WHAT IS ASKED | Render the listing below as a JSON array of strings, one string per line, skipping blank lines. Begin at the line that contains "Expected output, for every instance of the palm" and stop after the final line of the listing.

RECORD EXCERPTS |

########

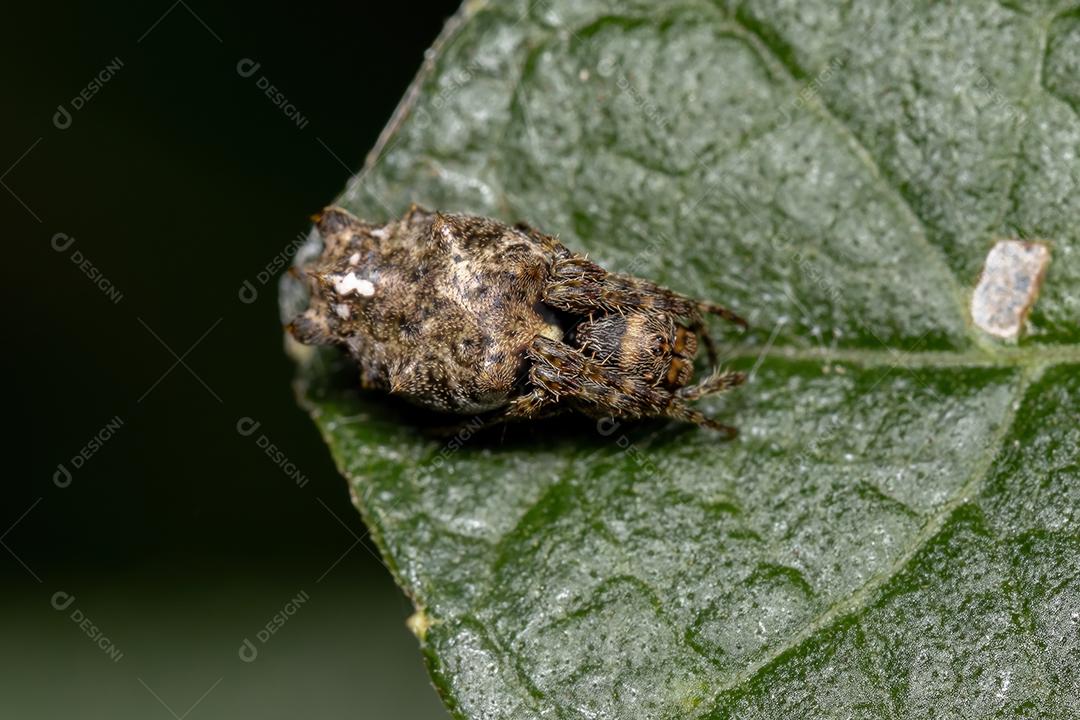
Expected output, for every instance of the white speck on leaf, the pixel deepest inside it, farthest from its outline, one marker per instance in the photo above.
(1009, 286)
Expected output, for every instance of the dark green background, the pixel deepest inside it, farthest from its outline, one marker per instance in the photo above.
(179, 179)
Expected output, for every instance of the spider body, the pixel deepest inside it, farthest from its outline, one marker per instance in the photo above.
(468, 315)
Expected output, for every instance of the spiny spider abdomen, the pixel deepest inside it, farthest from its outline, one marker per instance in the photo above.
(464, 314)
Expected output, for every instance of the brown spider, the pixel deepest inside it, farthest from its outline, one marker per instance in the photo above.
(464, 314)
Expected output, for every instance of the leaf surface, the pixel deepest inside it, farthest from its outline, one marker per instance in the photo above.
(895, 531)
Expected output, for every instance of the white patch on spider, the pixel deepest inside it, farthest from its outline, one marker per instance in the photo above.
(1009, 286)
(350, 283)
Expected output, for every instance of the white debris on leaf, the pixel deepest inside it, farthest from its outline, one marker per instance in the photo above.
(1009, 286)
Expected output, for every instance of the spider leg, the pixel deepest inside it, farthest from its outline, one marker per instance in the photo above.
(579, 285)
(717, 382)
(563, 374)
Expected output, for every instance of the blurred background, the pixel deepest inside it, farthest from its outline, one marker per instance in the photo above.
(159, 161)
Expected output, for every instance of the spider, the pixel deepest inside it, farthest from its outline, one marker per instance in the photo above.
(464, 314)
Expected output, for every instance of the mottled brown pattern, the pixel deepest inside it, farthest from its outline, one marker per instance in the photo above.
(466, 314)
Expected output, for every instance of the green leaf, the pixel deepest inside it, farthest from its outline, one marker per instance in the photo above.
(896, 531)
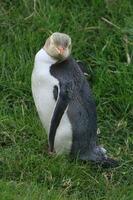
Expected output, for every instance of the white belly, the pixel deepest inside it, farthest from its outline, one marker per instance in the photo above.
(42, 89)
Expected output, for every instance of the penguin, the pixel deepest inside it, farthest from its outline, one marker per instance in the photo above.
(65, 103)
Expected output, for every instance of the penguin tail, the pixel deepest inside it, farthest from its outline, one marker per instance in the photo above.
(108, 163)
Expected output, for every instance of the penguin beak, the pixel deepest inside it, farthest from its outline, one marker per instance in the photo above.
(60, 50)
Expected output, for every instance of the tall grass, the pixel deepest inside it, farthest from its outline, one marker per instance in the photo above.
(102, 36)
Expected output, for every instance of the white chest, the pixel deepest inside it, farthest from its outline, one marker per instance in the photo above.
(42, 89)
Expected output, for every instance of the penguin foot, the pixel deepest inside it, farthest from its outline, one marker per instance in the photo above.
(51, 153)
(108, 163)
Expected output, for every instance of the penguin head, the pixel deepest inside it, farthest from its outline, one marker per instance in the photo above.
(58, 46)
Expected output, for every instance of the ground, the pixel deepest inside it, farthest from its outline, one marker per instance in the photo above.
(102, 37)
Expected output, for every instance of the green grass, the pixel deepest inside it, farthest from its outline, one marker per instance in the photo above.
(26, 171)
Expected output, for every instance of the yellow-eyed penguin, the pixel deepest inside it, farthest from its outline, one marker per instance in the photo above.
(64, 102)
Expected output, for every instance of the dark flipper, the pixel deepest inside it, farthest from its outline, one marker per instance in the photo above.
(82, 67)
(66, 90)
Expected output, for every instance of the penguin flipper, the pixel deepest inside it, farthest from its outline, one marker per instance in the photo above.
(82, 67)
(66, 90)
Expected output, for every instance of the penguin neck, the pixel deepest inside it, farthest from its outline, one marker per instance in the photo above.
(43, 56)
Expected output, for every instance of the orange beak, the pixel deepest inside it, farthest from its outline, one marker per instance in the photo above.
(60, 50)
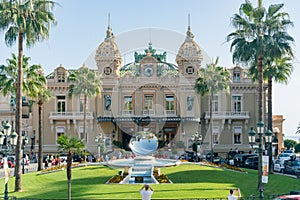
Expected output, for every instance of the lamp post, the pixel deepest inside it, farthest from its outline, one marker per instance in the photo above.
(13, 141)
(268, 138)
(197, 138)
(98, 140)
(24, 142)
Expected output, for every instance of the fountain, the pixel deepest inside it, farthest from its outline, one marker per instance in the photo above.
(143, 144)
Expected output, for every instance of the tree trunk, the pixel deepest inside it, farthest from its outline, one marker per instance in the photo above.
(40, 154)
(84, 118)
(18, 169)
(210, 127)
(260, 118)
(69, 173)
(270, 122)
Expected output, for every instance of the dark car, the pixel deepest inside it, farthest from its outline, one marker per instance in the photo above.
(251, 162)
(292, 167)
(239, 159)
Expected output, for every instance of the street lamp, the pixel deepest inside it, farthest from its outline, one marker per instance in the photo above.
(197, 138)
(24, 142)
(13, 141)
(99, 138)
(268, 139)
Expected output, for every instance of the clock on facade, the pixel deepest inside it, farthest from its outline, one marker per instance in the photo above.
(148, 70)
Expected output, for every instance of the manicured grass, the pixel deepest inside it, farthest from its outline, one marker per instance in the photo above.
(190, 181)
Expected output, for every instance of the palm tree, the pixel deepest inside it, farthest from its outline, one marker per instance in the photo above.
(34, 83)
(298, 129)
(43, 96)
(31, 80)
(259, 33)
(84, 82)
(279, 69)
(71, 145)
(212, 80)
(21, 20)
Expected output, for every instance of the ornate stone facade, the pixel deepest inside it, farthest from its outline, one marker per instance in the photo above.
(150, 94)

########

ANSWER TO THIS EXERCISE |
[
  "Expected output, for every instance of the palm tree, the pixel deepest inside it, farthest from its outline, one marker per instance in the photo above.",
  "(34, 83)",
  "(298, 129)",
  "(43, 96)",
  "(31, 80)",
  "(259, 33)",
  "(84, 82)",
  "(279, 69)",
  "(71, 145)",
  "(212, 80)",
  "(21, 20)",
  "Expected output, for every instance of the ornate stone facade, the pixel deepest inside it, farthest from its outline, one marker per instance in the photo above.",
  "(150, 94)"
]